Exercise requirements
Find each line in the records below that contains the word "wrecked" and copy every such line in full.
___ Listing ___
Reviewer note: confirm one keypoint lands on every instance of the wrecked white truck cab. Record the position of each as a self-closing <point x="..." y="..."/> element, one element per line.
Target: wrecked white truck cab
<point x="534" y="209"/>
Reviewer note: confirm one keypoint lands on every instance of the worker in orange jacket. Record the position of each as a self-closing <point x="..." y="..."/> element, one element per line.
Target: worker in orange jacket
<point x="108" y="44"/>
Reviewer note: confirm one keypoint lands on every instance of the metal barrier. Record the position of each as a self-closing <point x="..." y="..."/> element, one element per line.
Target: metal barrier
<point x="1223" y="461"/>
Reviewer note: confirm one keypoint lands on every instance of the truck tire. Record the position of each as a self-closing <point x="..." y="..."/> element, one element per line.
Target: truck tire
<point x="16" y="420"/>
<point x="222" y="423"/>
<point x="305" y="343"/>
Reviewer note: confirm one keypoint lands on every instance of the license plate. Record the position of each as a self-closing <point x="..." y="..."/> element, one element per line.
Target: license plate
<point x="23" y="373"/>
___
___ Listing ___
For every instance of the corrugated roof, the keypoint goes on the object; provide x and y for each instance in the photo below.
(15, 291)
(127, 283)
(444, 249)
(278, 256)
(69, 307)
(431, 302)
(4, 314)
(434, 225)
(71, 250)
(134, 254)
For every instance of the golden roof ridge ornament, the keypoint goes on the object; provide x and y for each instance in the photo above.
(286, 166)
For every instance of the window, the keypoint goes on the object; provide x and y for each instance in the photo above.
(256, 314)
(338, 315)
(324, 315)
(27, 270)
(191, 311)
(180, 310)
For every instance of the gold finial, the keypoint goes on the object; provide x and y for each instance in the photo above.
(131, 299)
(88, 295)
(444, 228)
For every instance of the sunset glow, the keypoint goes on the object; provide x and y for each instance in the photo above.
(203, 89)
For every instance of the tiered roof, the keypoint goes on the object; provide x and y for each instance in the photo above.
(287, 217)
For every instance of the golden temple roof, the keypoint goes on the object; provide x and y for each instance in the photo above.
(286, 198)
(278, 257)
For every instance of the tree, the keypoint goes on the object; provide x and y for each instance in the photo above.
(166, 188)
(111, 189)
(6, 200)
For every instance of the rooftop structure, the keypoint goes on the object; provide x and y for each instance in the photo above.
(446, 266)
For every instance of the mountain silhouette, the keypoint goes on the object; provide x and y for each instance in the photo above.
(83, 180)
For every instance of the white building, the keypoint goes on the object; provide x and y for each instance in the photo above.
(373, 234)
___
Answer to this problem
Reviewer note: confirm one keypoint lands on every instance of the wrecked white truck cab. Record the position of each as a self-closing <point x="..." y="..."/> element, one element per line.
Target: wrecked white truck cab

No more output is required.